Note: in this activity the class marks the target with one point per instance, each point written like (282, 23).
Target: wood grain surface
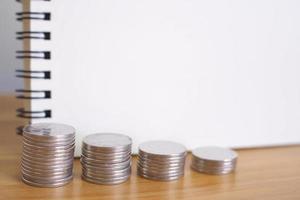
(268, 173)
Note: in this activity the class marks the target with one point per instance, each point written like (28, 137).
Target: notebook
(220, 72)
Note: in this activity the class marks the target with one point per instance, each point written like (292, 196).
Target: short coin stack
(214, 160)
(161, 160)
(48, 151)
(106, 158)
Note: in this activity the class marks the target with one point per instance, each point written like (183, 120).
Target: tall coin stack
(214, 160)
(48, 151)
(161, 160)
(106, 158)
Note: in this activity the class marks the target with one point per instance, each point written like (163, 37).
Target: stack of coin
(106, 158)
(214, 160)
(161, 160)
(48, 151)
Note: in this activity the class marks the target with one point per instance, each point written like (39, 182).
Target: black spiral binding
---
Everything above should be given again exactly, apart from the pictures.

__Answer box__.
Note: in this activity the class marks the target with one point per instance, each point written like (282, 23).
Target: wood grain surface
(268, 173)
Note: in this activity the class marks the target with one point per instance, each point written like (28, 137).
Target: notebook
(220, 72)
Note: in this activity the class marks the target with one point per instance, each point written like (292, 196).
Target: short coin stack
(214, 160)
(161, 160)
(48, 151)
(106, 158)
Note: in this activity the class marks the target with one point per instance, each point written like (183, 120).
Target: tall coin stack
(214, 160)
(48, 151)
(161, 160)
(106, 158)
Note: in this activity the class marks the target with one point per instance, each point written like (163, 37).
Target: stack of coin
(106, 158)
(214, 160)
(161, 160)
(48, 151)
Note: in this activity the class marks the target with one point per instance, each point written like (39, 182).
Target: black spiral binding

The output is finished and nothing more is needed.